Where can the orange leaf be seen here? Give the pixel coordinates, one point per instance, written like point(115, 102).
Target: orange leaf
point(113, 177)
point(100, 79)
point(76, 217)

◆ ◆ ◆

Task description
Each entry must appear in the reply exactly as written.

Exercise result
Where can the orange leaf be seen here? Give the pixel coordinates, one point per instance, written like point(115, 102).
Target: orange leaf
point(113, 177)
point(100, 79)
point(76, 217)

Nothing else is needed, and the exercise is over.